Start

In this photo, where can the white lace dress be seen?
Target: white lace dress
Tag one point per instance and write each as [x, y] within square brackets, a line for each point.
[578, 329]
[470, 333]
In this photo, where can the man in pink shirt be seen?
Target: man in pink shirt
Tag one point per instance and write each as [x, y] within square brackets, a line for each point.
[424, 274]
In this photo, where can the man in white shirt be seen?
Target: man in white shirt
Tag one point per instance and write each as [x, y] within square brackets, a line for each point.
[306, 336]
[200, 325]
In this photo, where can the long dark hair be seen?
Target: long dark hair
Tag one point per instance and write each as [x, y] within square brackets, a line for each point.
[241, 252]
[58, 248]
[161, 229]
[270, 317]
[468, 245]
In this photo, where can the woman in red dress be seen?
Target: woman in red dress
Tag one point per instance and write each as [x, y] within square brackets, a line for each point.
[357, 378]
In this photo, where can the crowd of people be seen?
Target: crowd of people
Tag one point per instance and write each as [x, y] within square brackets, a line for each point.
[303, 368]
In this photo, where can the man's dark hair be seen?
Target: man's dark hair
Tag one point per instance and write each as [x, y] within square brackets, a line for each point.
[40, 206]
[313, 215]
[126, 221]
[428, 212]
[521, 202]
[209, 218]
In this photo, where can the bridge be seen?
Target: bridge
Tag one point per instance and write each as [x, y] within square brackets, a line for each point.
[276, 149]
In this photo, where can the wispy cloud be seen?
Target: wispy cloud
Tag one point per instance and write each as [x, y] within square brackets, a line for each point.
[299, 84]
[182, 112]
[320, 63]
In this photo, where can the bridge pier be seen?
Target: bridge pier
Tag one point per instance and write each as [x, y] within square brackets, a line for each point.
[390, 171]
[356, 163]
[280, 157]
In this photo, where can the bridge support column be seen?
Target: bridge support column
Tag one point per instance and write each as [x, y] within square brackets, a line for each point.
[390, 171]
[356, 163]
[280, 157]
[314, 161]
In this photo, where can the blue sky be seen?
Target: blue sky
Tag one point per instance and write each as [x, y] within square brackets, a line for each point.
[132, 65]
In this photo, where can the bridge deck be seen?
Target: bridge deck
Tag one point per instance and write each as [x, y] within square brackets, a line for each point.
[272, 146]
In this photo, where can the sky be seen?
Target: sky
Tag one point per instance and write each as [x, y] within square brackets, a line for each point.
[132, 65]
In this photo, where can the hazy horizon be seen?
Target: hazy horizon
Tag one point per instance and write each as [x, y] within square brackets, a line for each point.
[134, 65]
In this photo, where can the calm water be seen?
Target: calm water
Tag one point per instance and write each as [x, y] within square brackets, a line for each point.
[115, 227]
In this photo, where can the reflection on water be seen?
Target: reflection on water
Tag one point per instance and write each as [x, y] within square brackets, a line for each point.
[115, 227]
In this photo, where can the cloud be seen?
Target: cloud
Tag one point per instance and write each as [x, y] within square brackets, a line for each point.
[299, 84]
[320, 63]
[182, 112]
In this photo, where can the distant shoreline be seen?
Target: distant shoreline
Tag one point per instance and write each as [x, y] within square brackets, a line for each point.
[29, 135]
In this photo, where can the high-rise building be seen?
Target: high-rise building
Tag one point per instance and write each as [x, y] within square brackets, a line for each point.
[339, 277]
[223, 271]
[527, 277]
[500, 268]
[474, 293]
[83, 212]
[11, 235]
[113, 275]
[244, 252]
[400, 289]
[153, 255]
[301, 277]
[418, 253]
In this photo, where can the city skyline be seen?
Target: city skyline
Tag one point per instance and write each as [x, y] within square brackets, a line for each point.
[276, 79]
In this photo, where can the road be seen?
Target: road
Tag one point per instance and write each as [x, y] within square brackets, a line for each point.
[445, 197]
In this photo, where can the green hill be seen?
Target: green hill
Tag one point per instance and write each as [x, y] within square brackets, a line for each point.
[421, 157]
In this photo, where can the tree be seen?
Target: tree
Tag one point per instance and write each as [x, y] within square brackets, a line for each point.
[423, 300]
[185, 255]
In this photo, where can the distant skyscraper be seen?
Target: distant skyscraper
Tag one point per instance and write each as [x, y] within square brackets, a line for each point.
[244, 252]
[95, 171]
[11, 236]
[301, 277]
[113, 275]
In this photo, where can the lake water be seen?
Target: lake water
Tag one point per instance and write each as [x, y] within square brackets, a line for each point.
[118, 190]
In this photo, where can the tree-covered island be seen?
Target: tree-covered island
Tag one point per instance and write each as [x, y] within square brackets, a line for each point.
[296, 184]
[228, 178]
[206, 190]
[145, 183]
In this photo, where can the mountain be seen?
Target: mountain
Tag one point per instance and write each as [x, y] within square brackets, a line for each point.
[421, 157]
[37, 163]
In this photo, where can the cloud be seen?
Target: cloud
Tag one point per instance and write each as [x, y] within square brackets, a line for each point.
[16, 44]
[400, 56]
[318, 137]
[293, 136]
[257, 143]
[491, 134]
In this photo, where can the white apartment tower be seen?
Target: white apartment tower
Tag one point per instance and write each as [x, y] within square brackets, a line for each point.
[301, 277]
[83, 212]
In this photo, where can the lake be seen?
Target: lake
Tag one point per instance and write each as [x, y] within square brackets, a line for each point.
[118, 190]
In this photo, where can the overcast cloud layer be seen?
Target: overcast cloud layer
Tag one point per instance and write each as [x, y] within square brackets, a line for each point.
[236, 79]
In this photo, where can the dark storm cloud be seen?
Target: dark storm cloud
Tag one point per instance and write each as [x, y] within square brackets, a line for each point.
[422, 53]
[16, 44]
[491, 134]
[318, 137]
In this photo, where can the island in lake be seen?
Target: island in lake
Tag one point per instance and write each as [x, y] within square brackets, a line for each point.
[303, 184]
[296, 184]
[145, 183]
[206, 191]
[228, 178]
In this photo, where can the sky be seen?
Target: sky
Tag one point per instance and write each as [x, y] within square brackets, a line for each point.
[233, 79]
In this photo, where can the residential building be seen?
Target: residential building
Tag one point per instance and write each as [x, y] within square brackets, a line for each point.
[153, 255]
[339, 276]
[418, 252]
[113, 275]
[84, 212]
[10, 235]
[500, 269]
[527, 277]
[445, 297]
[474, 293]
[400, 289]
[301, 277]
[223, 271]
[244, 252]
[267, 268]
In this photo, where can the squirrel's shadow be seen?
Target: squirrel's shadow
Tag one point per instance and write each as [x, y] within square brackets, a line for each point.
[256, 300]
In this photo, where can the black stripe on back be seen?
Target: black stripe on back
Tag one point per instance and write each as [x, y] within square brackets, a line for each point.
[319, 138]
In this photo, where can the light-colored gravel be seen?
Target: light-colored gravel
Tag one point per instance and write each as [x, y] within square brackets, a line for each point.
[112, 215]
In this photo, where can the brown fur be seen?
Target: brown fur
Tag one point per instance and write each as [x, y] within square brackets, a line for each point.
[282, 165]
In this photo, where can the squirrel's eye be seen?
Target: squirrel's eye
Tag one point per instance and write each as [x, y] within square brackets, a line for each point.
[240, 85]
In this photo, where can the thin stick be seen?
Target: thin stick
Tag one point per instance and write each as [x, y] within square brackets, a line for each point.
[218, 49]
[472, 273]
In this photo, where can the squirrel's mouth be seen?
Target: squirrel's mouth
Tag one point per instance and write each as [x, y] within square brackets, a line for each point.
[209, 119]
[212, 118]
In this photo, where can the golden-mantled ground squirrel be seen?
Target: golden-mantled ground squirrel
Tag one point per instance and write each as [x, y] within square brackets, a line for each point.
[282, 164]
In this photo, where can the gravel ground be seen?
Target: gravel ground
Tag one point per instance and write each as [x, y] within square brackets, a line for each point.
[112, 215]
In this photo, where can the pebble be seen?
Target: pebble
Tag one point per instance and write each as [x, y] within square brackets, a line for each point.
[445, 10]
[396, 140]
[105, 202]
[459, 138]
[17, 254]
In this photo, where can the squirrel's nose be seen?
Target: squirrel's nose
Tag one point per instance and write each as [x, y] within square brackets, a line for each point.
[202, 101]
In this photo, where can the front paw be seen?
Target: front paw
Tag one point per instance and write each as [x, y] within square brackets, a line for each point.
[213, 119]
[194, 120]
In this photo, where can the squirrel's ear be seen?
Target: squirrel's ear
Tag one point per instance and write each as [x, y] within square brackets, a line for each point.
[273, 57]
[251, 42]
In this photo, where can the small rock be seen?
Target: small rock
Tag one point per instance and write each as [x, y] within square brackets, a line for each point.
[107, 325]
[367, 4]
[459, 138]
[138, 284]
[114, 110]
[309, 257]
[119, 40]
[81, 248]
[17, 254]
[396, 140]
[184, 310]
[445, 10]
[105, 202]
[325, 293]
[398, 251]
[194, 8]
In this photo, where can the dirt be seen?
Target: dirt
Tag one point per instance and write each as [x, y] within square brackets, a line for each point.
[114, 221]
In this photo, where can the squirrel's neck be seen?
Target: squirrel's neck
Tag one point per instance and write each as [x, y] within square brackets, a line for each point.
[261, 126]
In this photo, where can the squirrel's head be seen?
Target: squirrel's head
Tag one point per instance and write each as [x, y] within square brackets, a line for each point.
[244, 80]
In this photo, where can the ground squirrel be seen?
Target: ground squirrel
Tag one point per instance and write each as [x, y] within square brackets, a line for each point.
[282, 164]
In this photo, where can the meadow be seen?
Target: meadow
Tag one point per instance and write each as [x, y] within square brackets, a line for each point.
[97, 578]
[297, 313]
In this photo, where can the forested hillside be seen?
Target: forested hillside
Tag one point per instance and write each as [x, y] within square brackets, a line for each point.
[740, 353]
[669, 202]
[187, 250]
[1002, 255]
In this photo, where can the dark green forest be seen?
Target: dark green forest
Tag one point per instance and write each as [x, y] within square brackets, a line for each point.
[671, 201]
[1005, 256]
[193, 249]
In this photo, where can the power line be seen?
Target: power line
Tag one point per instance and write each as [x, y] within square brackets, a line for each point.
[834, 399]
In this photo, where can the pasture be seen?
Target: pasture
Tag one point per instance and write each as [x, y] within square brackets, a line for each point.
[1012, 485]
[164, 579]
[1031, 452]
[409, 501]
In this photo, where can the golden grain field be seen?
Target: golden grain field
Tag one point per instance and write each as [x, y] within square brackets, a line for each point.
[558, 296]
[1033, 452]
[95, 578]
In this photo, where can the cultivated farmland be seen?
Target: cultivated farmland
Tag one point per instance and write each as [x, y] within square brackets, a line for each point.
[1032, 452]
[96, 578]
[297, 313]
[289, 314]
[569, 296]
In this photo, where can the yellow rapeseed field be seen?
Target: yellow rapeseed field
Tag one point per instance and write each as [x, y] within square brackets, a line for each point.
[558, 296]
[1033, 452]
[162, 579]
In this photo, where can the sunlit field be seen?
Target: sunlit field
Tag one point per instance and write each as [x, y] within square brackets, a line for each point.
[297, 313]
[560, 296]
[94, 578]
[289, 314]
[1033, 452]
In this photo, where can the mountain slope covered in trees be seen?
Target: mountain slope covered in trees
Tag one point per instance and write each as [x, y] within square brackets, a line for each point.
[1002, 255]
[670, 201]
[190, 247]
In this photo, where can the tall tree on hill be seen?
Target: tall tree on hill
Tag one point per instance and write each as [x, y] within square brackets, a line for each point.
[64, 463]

End

- _GIVEN TASK_
Copy out the lines starting at the one containing "In this photo, where can the yellow" and ending with the last line of the entries. Include nothing else.

- _ANSWER BELOW_
In this photo, where can the yellow rapeseed field be seen?
Target: yellow rapeseed field
Tag one point per instance and write each as [x, y] within square brackets, a line for each point.
[558, 296]
[1033, 452]
[162, 579]
In this photo, where can the sunlit field be seen?
Target: sunlit field
Tag one point per instance and write each as [x, y] within square brackets, a line for each point.
[297, 313]
[560, 296]
[94, 578]
[289, 314]
[1033, 452]
In this photo, where can the mountain slope covered in trees be seen?
Target: mountain slope covered in trees
Tag one point per instance and write each as [x, y] within square brackets, a line for each point.
[1002, 255]
[670, 201]
[190, 247]
In this photo, where can the tall tree on hill be seen?
Target: tall tree on hill
Tag one point per instance and write each as [x, y] within square brackets, a line for each point.
[64, 463]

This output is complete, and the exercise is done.